§ **Aim of the task**:
Carry on the appeals court opinion in Webb v. Hendren below, starting right after its last sentence.

§ **Extracted text**:
[BEGIN]

Webb v. Hendren
Webb v. Hendren
Opinion
IN THE UNITED STATES COURT OF APPEALS
FOR THE FIFTH CIRCUIT
_____________________
No. 02-50479 Summary Calendar _____________________
In The Matter Of: WILLIAM C. WEBB, JR; ELMA MAE WEBB,
Debtors ______________________________________________________
WILLIAM C. WEBB, JR.; ELMA MAE WEBB,
Appellants
versus
G. RAY HENDREN,
Appellee.
_________________________________________________________________
Appeal from the United States District Court for the Western District of Texas USDC No. W-01-CV-230 _________________________________________________________________ October 7, 2002
Before JOLLY, JONES and PARKER, Circuit Judges.
PER CURIAM:*
Appellants William C. Webb, Jr. and Elma Mae Webb (the Webbs)
appeal the final judgment of the district court in their appeal of
a bankruptcy court decision. The bankruptcy court entered its
judgment on June 22, 2001. The Webbs timely appealed that judgment
* Pursuant to 5TH CIR. R. 47.5, the Court has determined that this opinion should not be published and is not precedent except under the limited circumstances set forth in 5TH CIR. R. 47.5.4. to the district court on July 2, 2001. The district court entered
its final judgment affirming the bankruptcy court on January 18,
2002. The Webbs filed a motion for rehearing in the district court
on January 30, 2002, more than ten days after the entry of the
final judgment. The district court denied the motion on March 15,
2002. The Webbs filed a notice of appeal to this court on April 12,
2002. However, because the Webbs’ motion for rehearing in the
district court was not timely filed, it did not stay the running of
the thirty day period for filing a notice of appeal from the final
judgment. Therefore, their notice of appeal to this court was not
timely filed. Accordingly, we dismiss this appeal for lack of
jurisdiction.
DISCUSSION
Bankruptcy Rule 8015 provides:
A motion for rehearing may be filed within 10 days after entry of the judgment of the district court or the bankruptcy appellate panel. If a timely motion for rehearing is filed, the time for appeal to the court of appeals for all parties shall run from the entry of the order denying rehearing or the entry of a subsequent judgment.
Fed. R. Bankr. P. 8015 (emphasis added). Bankruptcy Rule 9006(a)
governs the method for computing the ten-day period for filing a
motion for rehearing under Bankruptcy Rule 8015. Eichelberger v.
Eaton,
943 F.2d 536(5th Cir. 1991). That rule provides:
The last day of the period so computed shall be included unless it is a Saturday, a Sunday, or a legal holiday, or, when the act to be done is the filing of a paper in court, a day on which weather or other conditions have made the clerk’s office inaccessible, in which event the period runs until the end of the next day which is not one of the aforementioned days.
Fed. R. Bankr. P. 9006(a).
As we have noted, the district court entered its final
judgment on Friday, January 18, 2002. Under Rules 8015 and
9006(a), the Webbs had until Monday, January 28, 2002 to file a
motion for rehearing. The Webbs filed their motion for rehearing
in the district court on Wednesday, January 30, 2002, twelve days
after the entry of judgment and two days late.

[END]

§ **Information provided**:
[BEGIN]

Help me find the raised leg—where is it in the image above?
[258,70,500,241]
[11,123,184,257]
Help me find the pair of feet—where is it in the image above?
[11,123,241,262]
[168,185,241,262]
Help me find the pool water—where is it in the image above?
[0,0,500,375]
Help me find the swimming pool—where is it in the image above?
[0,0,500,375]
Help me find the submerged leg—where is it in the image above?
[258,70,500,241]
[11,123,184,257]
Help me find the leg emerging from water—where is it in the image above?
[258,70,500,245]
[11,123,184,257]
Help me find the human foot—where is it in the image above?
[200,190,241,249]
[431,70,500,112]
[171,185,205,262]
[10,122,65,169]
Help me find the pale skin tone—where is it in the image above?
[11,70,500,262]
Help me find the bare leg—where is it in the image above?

[END]

§ **Result of this exercise**:
The Webbs’ reliance on the so-called “mailbox rule” of
Bankrupcy Rule 9006(f) is misplaced. That rule provides:
When there is a right or requirement to do some act or undertake some proceedings within a prescribed period after service of a notice or other paper and the notice or paper other than process is served by mail or under Rule 5(b)(2)(C) or (D) F.R.Civ. P., three days shall be added to the prescribed period.
Fed. R. Bankr. P. 9006(f)(empahsis added). The Webbs argue that
because they received a copy of the court’s order entering judgment
by mail, they had three additional days within which to file their
motion for rehearing under this rule. They are incorrect. The
extension of time in Rule 9006(f) applies only to time periods
keyed to the date of service. See Arbuckle v. First Nat’l Bank of
Oxford,
988 F.2d 29(5th Cir. 1993). The ten day period for filing
a motion for rehearing under Bankruptcy Rule 8015 begins upon the
entry of judgment, not service of the judgment. Therefore, the
time to file a motion for rehearing cannot be extended by Rule 9006(f). The Webbs’ motion for rehearing was filed more than ten
days from the entry of judgment; therefore, it was not timely
filed.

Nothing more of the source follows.